* PASSAGE GIVEN:
* * * * *

Occasionally, we would meet in the early morning to paint, normally in nearby gardens, or at the goshalla, where we could practise landscape painting as the sun rose. I struggled with it – I had never painted with oils before and never even attempted landscape painting from life, so it was a challenge, but watching others who were more capable, was inspiring and a real education. Ramdas in particular was fascinating to watch. His speciality is outdoor painting and it was amazing to see the landscape appear like magic on his canvas, as he expertly blended the colours.
By the end of the second week, most of us were itching to start our paintings after so much preparation, and we soon got stuck in – first sketching, then slowly building up the areas of colour, all the time referring to our preparatory sketches. This experience was totally new to me. I’m not much of a painter, and I almost never have the patience to prepare so thoroughly for a piece of artwork. I had never even done this kind of painting before, where we were striving for such realism.
One of the things that Ramdas talked about on the first day was this challenge of presenting the spiritual world. He told us Srila Prabhupada stressed that people shouldn’t look at our paintings and think that these are made up characters and stories. He wanted people to really see and understand that Krsna is real – this was very important in developing the style of painting so unique to ISKCON. The artists drew greatly from paintings from the Renaissance to the 18th century, when traditional techniques and highly realistic portrayal of figures and landscapes were still prevalent.
We all tried to remember this as we painted and questions arose constantly. How can I make Krsna’s body look divine, whilst still humanlike and real? How blue is he actually? How much should his facial features be stylised (e.g. lotus eyes) ? Luckily we had such experienced guides on hand to answer all of them for us and this, along with watching them paint every day, gave us invaluable help.

* * * * *

(Pointing dataset records)
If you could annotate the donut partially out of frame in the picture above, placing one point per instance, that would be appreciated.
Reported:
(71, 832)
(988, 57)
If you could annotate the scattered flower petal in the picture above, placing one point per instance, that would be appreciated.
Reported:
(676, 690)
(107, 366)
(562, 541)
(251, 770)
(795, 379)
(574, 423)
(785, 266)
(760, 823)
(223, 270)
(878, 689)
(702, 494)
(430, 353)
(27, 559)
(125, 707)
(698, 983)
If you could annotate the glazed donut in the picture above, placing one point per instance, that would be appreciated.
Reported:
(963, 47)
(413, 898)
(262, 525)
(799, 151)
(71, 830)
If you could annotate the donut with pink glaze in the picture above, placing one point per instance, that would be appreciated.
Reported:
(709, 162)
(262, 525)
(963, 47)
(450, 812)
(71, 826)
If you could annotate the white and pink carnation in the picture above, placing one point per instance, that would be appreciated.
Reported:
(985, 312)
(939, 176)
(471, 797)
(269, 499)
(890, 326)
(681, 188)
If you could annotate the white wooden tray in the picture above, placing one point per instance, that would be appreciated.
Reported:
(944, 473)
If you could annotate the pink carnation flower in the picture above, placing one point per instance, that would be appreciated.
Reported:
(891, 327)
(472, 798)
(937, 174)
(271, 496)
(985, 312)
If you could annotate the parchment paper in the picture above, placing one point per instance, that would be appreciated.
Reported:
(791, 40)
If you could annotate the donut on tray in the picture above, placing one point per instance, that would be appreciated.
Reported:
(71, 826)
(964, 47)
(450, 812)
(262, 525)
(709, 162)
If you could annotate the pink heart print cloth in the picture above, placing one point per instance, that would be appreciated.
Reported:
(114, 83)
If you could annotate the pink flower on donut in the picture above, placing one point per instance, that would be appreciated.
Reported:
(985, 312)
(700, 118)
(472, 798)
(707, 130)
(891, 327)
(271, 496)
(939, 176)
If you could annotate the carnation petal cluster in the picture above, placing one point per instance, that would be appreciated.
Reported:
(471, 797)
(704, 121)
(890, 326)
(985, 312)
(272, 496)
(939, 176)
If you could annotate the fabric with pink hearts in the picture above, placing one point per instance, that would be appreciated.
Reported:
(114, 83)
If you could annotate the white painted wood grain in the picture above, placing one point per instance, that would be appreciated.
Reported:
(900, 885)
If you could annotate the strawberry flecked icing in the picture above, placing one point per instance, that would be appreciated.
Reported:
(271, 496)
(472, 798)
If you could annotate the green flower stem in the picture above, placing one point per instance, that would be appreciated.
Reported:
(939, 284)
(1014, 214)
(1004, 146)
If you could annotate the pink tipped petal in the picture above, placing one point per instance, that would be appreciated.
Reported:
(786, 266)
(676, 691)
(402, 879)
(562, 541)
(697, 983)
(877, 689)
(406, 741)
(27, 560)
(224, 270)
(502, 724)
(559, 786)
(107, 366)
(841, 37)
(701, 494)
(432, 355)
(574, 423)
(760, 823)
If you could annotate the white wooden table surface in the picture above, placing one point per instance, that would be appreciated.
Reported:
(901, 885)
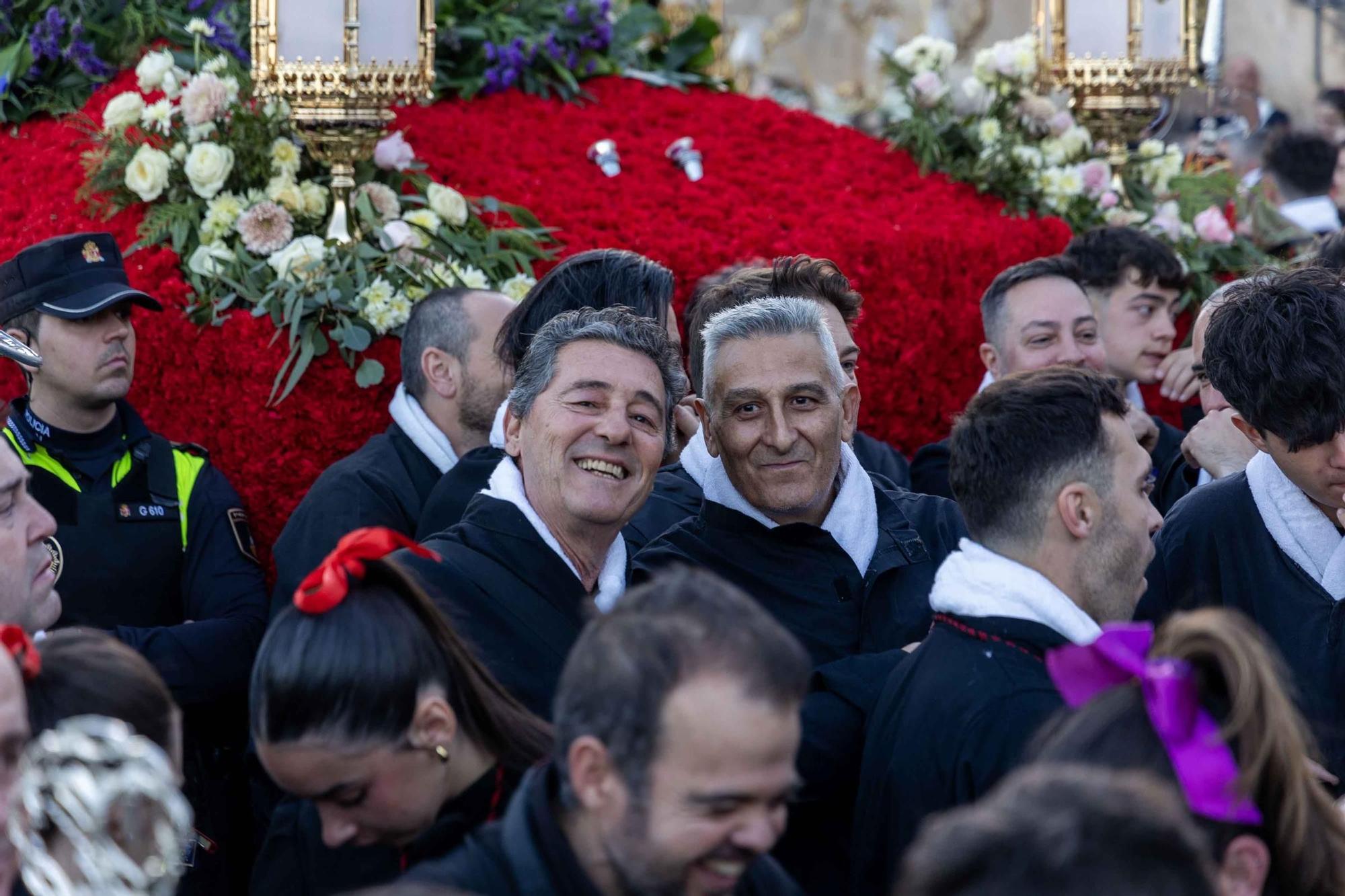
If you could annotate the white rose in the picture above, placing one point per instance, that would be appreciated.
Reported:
(208, 167)
(147, 175)
(447, 204)
(208, 257)
(151, 71)
(123, 111)
(299, 257)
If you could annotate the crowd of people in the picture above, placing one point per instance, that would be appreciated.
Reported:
(606, 612)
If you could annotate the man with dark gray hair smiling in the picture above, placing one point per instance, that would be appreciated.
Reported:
(540, 551)
(793, 518)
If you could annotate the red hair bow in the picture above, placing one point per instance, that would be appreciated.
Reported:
(25, 653)
(330, 583)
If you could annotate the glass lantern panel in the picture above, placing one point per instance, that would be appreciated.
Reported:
(310, 30)
(1097, 28)
(1161, 36)
(389, 32)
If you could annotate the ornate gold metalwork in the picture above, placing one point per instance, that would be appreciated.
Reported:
(341, 107)
(1116, 99)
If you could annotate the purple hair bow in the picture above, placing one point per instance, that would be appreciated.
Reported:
(1206, 766)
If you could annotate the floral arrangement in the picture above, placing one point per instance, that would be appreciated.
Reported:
(228, 184)
(993, 131)
(53, 54)
(548, 48)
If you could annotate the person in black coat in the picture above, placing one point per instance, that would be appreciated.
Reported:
(540, 551)
(443, 409)
(372, 713)
(1035, 315)
(1055, 491)
(1268, 541)
(840, 561)
(677, 720)
(595, 279)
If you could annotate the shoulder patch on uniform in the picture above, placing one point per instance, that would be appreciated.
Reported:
(192, 448)
(243, 533)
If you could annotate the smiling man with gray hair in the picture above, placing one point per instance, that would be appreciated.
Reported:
(793, 518)
(540, 551)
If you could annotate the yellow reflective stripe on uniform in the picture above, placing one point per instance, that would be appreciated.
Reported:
(42, 460)
(188, 467)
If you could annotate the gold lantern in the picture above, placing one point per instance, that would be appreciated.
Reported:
(1120, 60)
(341, 65)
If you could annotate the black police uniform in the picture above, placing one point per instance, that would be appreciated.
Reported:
(157, 549)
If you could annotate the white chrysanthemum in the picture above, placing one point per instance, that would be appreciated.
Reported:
(123, 111)
(518, 286)
(158, 116)
(286, 157)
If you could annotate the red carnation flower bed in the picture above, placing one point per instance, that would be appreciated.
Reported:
(921, 251)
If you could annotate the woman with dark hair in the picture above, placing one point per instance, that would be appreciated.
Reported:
(388, 733)
(1203, 704)
(594, 279)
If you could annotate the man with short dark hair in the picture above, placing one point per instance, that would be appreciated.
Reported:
(1268, 541)
(677, 721)
(453, 382)
(1035, 315)
(793, 518)
(540, 551)
(1055, 491)
(1065, 830)
(679, 489)
(1299, 174)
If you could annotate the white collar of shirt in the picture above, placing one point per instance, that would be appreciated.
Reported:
(506, 485)
(1132, 391)
(853, 520)
(977, 581)
(1299, 528)
(430, 439)
(1315, 214)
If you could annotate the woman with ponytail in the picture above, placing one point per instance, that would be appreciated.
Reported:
(391, 737)
(1203, 702)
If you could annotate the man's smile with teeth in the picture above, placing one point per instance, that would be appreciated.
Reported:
(602, 467)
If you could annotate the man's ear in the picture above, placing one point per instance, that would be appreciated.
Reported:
(851, 409)
(1245, 866)
(443, 372)
(1079, 509)
(594, 778)
(513, 432)
(1252, 432)
(991, 358)
(712, 444)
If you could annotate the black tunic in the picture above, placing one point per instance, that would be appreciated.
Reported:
(528, 853)
(385, 483)
(853, 627)
(449, 499)
(1214, 551)
(509, 595)
(294, 860)
(952, 721)
(930, 469)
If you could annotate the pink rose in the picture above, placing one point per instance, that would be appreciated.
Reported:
(1097, 175)
(395, 154)
(1213, 227)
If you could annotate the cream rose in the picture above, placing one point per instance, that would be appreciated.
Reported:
(123, 111)
(147, 175)
(206, 260)
(208, 167)
(299, 259)
(447, 204)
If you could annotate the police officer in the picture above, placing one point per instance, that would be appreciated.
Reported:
(157, 548)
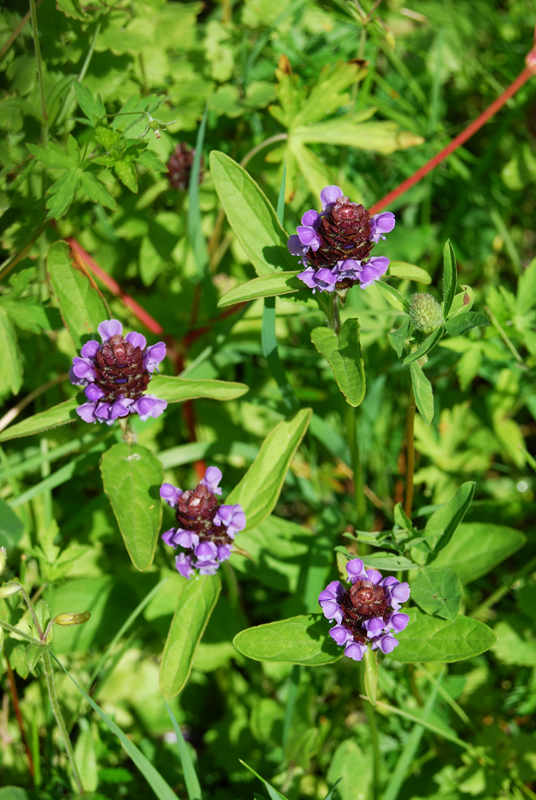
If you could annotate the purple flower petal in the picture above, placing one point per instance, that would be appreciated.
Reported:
(170, 494)
(380, 224)
(137, 339)
(355, 651)
(109, 328)
(329, 195)
(213, 476)
(90, 349)
(149, 406)
(87, 412)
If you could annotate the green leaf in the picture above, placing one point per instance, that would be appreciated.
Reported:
(82, 309)
(57, 415)
(445, 520)
(11, 527)
(190, 776)
(126, 172)
(298, 640)
(429, 343)
(393, 296)
(432, 639)
(132, 477)
(343, 353)
(422, 389)
(177, 390)
(97, 191)
(159, 786)
(464, 322)
(450, 277)
(251, 216)
(438, 592)
(195, 604)
(259, 489)
(408, 272)
(477, 547)
(10, 363)
(275, 283)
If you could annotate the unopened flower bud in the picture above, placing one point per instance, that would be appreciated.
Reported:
(72, 619)
(425, 312)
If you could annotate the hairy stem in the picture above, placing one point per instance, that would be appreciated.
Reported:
(54, 702)
(410, 452)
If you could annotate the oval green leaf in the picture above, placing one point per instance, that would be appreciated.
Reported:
(343, 353)
(432, 639)
(251, 216)
(298, 640)
(81, 307)
(266, 286)
(177, 390)
(259, 489)
(477, 547)
(197, 598)
(132, 477)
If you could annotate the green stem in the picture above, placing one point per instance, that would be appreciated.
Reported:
(54, 702)
(410, 452)
(33, 13)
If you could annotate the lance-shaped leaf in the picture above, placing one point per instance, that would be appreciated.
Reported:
(422, 389)
(259, 489)
(298, 640)
(132, 477)
(57, 415)
(343, 353)
(450, 276)
(80, 304)
(432, 639)
(438, 592)
(408, 272)
(177, 390)
(251, 216)
(428, 344)
(266, 286)
(196, 601)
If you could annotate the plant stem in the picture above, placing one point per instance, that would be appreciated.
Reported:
(33, 13)
(410, 452)
(54, 702)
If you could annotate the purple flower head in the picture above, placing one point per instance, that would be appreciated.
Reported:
(115, 375)
(205, 529)
(366, 612)
(334, 246)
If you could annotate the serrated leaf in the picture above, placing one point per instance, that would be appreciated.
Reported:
(450, 277)
(132, 476)
(298, 640)
(343, 353)
(196, 601)
(422, 389)
(276, 283)
(82, 309)
(177, 390)
(259, 489)
(425, 347)
(461, 323)
(251, 216)
(438, 592)
(432, 639)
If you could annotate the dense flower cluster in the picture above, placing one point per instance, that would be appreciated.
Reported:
(367, 612)
(206, 529)
(116, 374)
(334, 246)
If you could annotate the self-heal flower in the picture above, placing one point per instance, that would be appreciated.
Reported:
(205, 529)
(366, 613)
(115, 375)
(334, 245)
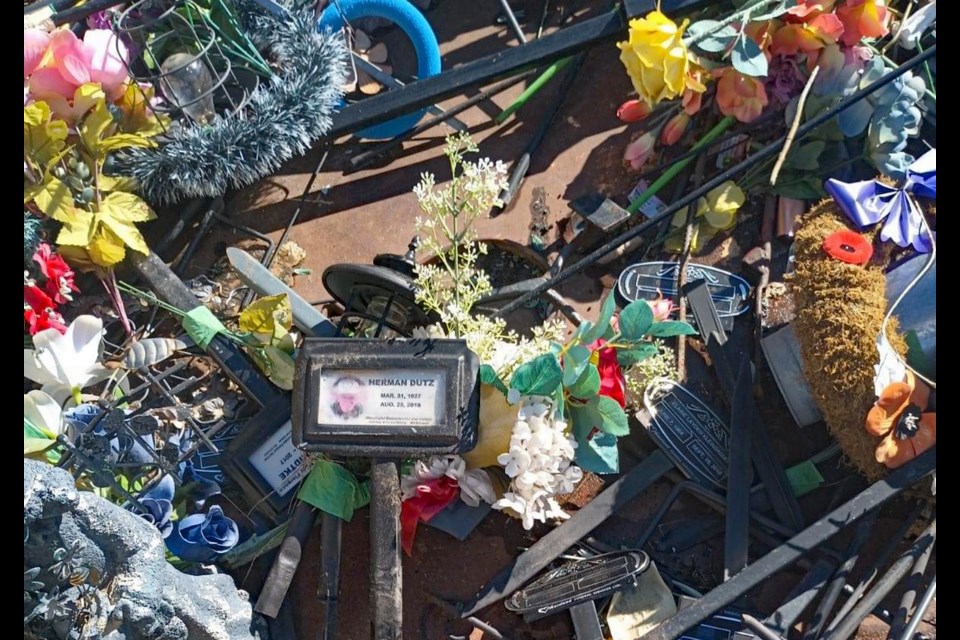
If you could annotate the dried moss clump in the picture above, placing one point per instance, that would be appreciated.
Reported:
(840, 312)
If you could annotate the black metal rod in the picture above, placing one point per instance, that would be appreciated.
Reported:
(886, 552)
(847, 626)
(501, 64)
(913, 584)
(761, 630)
(733, 172)
(365, 158)
(921, 610)
(798, 546)
(835, 588)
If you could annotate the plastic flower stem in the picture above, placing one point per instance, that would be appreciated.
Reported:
(678, 166)
(535, 86)
(926, 70)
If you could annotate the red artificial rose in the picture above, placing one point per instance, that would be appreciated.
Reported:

* * * * *

* SET TASKS:
1. Please reproduce the part of the painting workshop account starting with "Occasionally, we would" and going on through "blended the colours.".
2. According to the painting workshop account, what is Ramdas's specialty?
3. Write the next part of the painting workshop account, picking up after its last sentence.

* EXERCISE RESPONSES:
1.
Occasionally, we would meet in the early morning to paint, normally in nearby gardens, or at the goshalla, where we could practise landscape painting as the sun rose. I struggled with it – I had never painted with oils before and never even attempted landscape painting from life, so it was a challenge, but watching others who were more capable, was inspiring and a real education. Ramdas in particular was fascinating to watch. His speciality is outdoor painting and it was amazing to see the landscape appear like magic on his canvas, as he expertly blended the colours.

2. Outdoor painting.

3.
I struggled with my painting, right up until the last day or two. I hadn’t done quite enough preparation, especially with the figure and working out the background, and I continually found myself staring at it, not really sure what I wanted to do next.
Working into the dusk…
I almost gave up, feeling quite discouraged and lured by the prospect of all the other activities going on during Kartik. However, after some help from Dhrti prabhu, I felt encouraged that I could finish what I had started.
On the last afternoon, I painted for hours. The hall where we painted was quiet – most people hadn’t come in that day. Suddenly, the painting began to come to life, to me, almost by accident! I wasn’t quite sure how things were starting to appear but slowly slowly, a background emerged, sunlight came in through the trees, Krsna’s parrots flew in and a pomegranate fell onto the ground!
Then I realised that Krsna was helping me. Doing this painting perfectly illustrated to me that Krsna really is the ability in man. I know I didn’t have the skill to do it myself, but being in the potent surroundings of Sri Vrindavan Dham with such wonderful devotee artists was a special experience.
My beautiful friend Radhe from France, working on her painting
That evening, senior managing members of the BBT came to see our paintings.
Dhrti’s painting – she’s a true expert…
One of Ramdas’s paintings – he did two!
When they were finished, I picked up all my things and carried out my canvas. I prayed that I wouldn’t have any accidents – crashes or splashes – on the way home. The sun was setting as I walked down the back streets, past rows of ashrams and sleeping cows. I passed a Russian couple who stopped me to look at the painting and exclaimed approvingly(in Russian). I prayed that they could see Krsna really there in the painting – I realised that that should be the aim. It was a quiet ending to an intensive experience and as I finally reached my room and put down my painting, safe and sound, I felt so grateful to have had the opportunity.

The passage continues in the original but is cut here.